Provided material »
☆ ☆ ☆ ☆ ☆
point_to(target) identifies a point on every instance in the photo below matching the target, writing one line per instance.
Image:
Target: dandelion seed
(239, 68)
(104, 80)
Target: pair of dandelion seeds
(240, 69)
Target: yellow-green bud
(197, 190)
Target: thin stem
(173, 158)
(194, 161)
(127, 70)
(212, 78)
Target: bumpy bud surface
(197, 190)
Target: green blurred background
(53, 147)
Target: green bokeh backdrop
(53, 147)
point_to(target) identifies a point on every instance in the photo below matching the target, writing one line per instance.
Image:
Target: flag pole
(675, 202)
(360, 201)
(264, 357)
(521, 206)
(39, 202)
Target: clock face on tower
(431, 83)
☆ ☆ ☆ ☆ ☆
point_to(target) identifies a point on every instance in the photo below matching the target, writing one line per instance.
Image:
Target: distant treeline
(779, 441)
☆ ☆ ☆ ☆ ☆
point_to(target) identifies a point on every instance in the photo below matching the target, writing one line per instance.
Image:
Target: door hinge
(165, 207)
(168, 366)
☆ ☆ ☆ ☆ ☆
Written instruction »
List every line above that contains the word "green", copying each one in full.

Task solution »
Target: yellow-green bud
Target: green blurred background
Target: green bokeh backdrop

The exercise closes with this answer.